[Collected data entries]

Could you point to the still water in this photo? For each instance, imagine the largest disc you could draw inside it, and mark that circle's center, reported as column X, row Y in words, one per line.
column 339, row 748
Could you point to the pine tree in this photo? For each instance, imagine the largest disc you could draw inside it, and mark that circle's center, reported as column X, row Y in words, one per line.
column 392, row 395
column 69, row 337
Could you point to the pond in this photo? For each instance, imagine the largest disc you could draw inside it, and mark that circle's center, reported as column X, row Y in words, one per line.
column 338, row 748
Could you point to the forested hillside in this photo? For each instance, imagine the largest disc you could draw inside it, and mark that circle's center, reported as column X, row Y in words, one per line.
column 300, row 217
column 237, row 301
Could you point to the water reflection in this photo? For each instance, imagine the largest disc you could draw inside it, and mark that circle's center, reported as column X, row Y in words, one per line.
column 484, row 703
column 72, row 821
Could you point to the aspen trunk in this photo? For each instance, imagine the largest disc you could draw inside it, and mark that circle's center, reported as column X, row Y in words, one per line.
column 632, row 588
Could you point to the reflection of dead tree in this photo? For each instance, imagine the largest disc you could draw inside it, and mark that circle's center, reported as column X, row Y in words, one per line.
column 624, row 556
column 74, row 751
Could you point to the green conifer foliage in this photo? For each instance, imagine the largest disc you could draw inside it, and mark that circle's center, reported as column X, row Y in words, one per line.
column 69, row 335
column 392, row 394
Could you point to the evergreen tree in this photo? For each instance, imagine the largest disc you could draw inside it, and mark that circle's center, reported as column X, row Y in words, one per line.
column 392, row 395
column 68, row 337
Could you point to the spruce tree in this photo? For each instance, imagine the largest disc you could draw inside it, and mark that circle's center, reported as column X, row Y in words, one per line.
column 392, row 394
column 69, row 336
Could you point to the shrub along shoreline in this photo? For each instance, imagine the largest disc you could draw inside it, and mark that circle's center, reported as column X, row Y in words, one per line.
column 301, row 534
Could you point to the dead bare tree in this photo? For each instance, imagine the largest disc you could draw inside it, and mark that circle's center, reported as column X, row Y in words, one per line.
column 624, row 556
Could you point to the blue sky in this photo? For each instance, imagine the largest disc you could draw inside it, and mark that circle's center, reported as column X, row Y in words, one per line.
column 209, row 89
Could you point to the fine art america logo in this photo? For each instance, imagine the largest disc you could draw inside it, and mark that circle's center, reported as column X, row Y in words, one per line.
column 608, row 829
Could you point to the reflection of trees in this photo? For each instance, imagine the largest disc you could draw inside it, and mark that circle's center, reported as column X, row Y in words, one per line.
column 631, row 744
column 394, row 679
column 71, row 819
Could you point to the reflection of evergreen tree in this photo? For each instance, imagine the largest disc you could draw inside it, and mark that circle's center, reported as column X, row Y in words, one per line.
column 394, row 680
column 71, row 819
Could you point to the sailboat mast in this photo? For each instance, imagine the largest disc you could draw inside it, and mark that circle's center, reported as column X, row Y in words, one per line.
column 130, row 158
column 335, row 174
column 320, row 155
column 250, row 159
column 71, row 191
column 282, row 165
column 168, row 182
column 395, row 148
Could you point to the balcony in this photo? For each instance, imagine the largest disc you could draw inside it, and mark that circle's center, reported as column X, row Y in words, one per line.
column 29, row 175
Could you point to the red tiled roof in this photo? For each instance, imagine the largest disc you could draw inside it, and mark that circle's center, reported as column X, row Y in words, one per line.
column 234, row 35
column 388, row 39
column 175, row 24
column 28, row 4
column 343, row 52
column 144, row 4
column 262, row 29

## Your instructions
Down to the last line, copy the entries above exactly.

## Answer section
Could you point to the still water in this photo? For each instance, imagine the largest disc you could draw inside it, and mark that circle's center, reported as column X, row Y in words, one per line.
column 339, row 748
Could you point to the pine tree in this photo? For each instance, imagine the largest disc you could draw inside it, and mark that circle's center, reported as column X, row Y in words, one per line.
column 392, row 395
column 69, row 337
Could you point to the pond in this photo? For each instance, imagine the largest disc you could draw inside it, and mark that circle's center, reported as column X, row Y in words, one per line.
column 338, row 748
Could you point to the forested hillside in this photo? For each instance, imagine the largest disc you could draw inside it, and mark that circle's center, reported as column X, row Y in words, one per line.
column 300, row 217
column 237, row 301
Could you point to the water reflection in this photo? For each instance, imagine the largest disc you could draw inside it, and mark that circle's center, reported as column X, row Y in words, one per line.
column 484, row 703
column 72, row 821
Could you point to the aspen trunk in this photo? For each instance, imagine the largest disc you could draw inside it, and mark that circle's center, reported as column X, row Y in words, one per line.
column 632, row 588
Could you point to the reflection of dead tree in this photo? For each instance, imagine the largest disc you could draw inside it, and mark that circle's center, reported as column X, row Y in words, one per line.
column 624, row 556
column 74, row 751
Could you point to the green conifer foliage in this photo? For each instance, imagine the largest disc you could draw inside it, and mark that circle's center, reported as column X, row Y in words, one per line.
column 69, row 335
column 392, row 394
Could you point to the evergreen tree in this photo? For each instance, imagine the largest disc you could draw inside it, and mark that circle's center, reported as column X, row Y in words, one per line.
column 392, row 395
column 68, row 337
Could you point to the spruce tree in this photo? For each instance, imagine the largest disc you could draw inside it, and mark that circle's center, reported as column X, row Y in words, one per line.
column 392, row 394
column 69, row 336
Could you point to the shrub along shoreline in this photo? For each instance, imagine the largest disc you could draw inside it, and mark that circle's center, reported as column X, row Y in words, one per line.
column 301, row 534
Could you point to the dead bare tree in this photo? For each instance, imagine the largest disc you could draw inside it, and mark that circle's center, reported as column X, row Y in words, one per line.
column 624, row 556
Could you point to the blue sky in this photo? For each instance, imagine the largest disc you could draw inside it, and mark that circle's center, reported as column X, row Y in words, one per line.
column 209, row 89
Could you point to the fine art america logo in this photo? For each instance, imagine the largest disc you could draw inside it, and mark that circle's center, reported as column X, row Y in words, one per line.
column 608, row 829
Could you point to the reflection of trees in this photo? For each instance, imagine the largest disc you could draw inside it, and mark that circle's center, reported as column X, row Y in words, one per line.
column 631, row 744
column 394, row 679
column 71, row 819
Could you point to the reflection of evergreen tree in this photo? For each instance, imagine the largest disc you could draw inside it, and mark that circle's center, reported as column X, row Y in words, one per line.
column 394, row 680
column 71, row 819
Could you point to the sailboat mast in this photo? For each instance, imagine the largest disc you could draw inside it, and mark that circle's center, reported as column X, row Y in words, one per line.
column 130, row 158
column 335, row 174
column 320, row 155
column 250, row 159
column 71, row 191
column 282, row 165
column 168, row 182
column 395, row 148
Could you point to the balcony in this photo? For each instance, imagine the largest disc you could draw inside it, and mark that circle's center, reported as column X, row Y in words, one per line.
column 29, row 175
Could you point to the red tiled roof in this photo? For each instance, imagine the largest disc you could draw inside it, and mark that circle's center, reported as column X, row Y in words, one per line.
column 234, row 35
column 388, row 39
column 175, row 24
column 28, row 4
column 343, row 52
column 144, row 4
column 262, row 29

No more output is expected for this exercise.